**EXERCISES TO COMPLETE:**
1. In the passage on the 2015–16 Top League, shorten the paragraph that begins "The 2015–16 Top League was the 13th season" while keeping its main facts.
2. Extend the passage on the 2015–16 Top League, starting right after its final sentence.

The 2015–16 Top League was the 13th season of Japan's domestic rugby union competition, the Top League. It kicked off on 13 November 2015 and was completed on 24 January 2016. The final was won by Panasonic Wild Knights defeating Toshiba Brave Lupus by 27–26.

A short pre-season competition was also played from 3 September to 10 October 2015 to provide each Top League team with five official matches before the regular season.

==Teams==
The only change to the make-up of the league was the Challenge One winner Honda Heat replacing Kyuden Voltex.

| Team | Region | Coach | Captain |
|---|---|---|---|
| Canon Eagles | Machida, Tokyo, Kantō | JPN Yoji Nagatomo |  |
| Coca-Cola Red Sparks | Fukuoka, Kyushu | JPN Tomohiro Yamaguchi | JPN Kouta Yamashita |
| Honda Heat | Suzuka, Mie | JPN Tomoaki Fujimoto |  |
| Kintetsu Liners | Higashiosaka, Osaka, Kansai | JPN Ryusuke Maeda | JPN Daiki Toyota |
| Kobelco Steelers | Kobe, Kansai | RSA Allister Coetzee | JPN Daiki Hashimoto |
| Kubota Spears | Abiko, Chiba, Kantō | AUS Toutai Kefu | JPN Naomichi Tatekawa |
| NEC Green Rockets | Abiko, Chiba, Kantō | JPN Masao Amino | JPN Sunao Takizawa |
| NTT DoCoMo Red Hurricanes | Osaka, Kansai | JPN Masahiro Shimoki |  |
| NTT Com Shining Arcs | Chiba, Chiba, Kantō | NZL Rob Penney | JPN Yuya Mizoguchi |
| Panasonic Wild Knights | Ota, Gunma, Kantō | NZL Robbie Deans | JPN Shota Horie |
| Ricoh Black Rams | Tokyo, Kantō | AUS Damien Hill | JPN Masahiro Noguchi |
| Suntory Sungoliath | Fuchū, Tokyo, Kantō | AUS Andy Friend |  |
| Toshiba Brave Lupus | Fuchū, Tokyo, Kantō | RSA Jimmy Stonehouse | JPN Yoshikazu Morita |
| Toyota Industries Shuttles | Aichi, Mizuho | JPN Masaya Niu | JPN Tsuyoshi Matsuoka |
| Toyota Verblitz | Toyota, Aichi, Tokai | JPN Hiroshi Sugawara | JPN Kojiro Yoshida |
| Yamaha Júbilo | Iwata, Shizuoka, Tokai | JPN Takanobu Horikawa |  |

==Format==
Owing to the 2015 Rugby World Cup and Japan's entry into the 2016 Super Rugby tournament, the 2015–16 Top League format was altered from the previous year.

- Pre-season league
A pre-season competition was staged to provide each Top League team with five matches before the regular season. In the first stage, played from 3–19 September, the 16 teams were placed into 4 pools of 4 teams each and a round-robin was played within each pool.

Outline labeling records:

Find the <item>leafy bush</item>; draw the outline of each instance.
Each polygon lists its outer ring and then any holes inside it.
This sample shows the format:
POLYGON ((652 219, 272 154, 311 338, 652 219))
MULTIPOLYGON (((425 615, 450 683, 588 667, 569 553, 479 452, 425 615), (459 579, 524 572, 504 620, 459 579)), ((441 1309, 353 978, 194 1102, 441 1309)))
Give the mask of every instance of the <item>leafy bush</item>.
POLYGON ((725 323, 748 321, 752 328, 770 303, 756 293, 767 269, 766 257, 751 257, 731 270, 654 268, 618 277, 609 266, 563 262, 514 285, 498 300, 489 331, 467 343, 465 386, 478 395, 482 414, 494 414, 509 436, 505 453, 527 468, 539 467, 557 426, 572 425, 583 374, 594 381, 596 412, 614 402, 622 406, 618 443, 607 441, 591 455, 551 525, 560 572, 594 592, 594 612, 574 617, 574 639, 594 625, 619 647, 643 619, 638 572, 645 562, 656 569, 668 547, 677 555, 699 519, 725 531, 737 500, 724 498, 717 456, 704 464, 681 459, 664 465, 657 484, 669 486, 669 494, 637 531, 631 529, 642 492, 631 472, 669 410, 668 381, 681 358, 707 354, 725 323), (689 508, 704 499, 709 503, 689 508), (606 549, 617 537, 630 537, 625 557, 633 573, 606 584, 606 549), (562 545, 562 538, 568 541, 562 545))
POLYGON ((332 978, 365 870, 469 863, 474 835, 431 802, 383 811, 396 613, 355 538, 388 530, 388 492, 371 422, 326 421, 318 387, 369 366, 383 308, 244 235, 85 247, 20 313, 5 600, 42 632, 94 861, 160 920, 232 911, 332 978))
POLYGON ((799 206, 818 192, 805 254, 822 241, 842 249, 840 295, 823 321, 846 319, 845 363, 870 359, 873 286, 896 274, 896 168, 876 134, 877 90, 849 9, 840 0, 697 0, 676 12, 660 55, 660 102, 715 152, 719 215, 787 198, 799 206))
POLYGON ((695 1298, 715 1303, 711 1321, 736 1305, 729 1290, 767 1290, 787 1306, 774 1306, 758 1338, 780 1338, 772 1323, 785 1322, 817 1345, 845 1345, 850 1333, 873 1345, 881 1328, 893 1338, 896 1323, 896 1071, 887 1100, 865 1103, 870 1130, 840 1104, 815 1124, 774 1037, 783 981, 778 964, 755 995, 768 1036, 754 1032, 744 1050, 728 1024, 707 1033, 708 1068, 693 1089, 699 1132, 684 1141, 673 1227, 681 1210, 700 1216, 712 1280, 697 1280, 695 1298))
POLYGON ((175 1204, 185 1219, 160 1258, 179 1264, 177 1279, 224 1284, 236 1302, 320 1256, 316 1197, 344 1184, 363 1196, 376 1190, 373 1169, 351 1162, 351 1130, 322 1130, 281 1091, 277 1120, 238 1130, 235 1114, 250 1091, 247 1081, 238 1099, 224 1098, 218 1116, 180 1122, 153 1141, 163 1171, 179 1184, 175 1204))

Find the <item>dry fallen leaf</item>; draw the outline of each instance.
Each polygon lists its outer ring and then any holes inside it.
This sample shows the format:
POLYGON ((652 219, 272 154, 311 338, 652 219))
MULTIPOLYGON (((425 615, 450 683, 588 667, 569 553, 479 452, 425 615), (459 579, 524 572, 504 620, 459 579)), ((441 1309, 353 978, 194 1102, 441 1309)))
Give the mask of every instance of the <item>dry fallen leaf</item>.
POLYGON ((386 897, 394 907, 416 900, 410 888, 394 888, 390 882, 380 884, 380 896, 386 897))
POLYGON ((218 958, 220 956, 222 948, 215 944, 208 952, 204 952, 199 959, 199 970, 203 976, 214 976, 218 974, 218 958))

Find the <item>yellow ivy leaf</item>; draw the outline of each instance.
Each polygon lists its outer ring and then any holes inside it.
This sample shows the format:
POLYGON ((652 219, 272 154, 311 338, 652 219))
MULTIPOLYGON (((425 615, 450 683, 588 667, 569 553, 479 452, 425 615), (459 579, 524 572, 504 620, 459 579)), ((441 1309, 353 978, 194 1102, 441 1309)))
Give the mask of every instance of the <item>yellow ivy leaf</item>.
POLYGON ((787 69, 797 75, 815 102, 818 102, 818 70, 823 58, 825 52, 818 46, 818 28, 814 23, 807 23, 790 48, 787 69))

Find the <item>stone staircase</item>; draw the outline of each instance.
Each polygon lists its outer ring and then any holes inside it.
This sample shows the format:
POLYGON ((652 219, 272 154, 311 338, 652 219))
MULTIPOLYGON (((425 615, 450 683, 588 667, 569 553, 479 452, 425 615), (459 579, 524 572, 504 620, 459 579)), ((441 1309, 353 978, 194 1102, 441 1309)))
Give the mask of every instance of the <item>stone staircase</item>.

**OUTPUTS:**
1. The 2015–16 Top League, the 13th season of Japan's domestic rugby union competition, ran from 13 November 2015 to 24 January 2016. Panasonic Wild Knights won the final, beating Toshiba Brave Lupus 27–26.

2.
For the second stage, played from 3–10 October, the top teams in each pool were bracketed together to determine the pre-season competition winner. Semifinals and a consolation final and final were played to decide positions 1 to 4. The second-ranked teams in each pool played off for positions 5 to 8, the third-ranked teams played off for positions 9 to 12, and the bottom teams from each pool played off for positions 13 to 16.

- Regular season
For the Pool stage, the 16 teams were placed into 2 pools of 8 teams each and a round-robin was played within each of the pools. At the conclusion of the pool stage, the top 4 sides in each pool advanced to the title play-offs to determine the Top League champion and the final classification positions 1 to 8. Similarly, the bottom 4 sides in each pool went on to the lower bracket play-offs to determine the final classification positions 9 to 16.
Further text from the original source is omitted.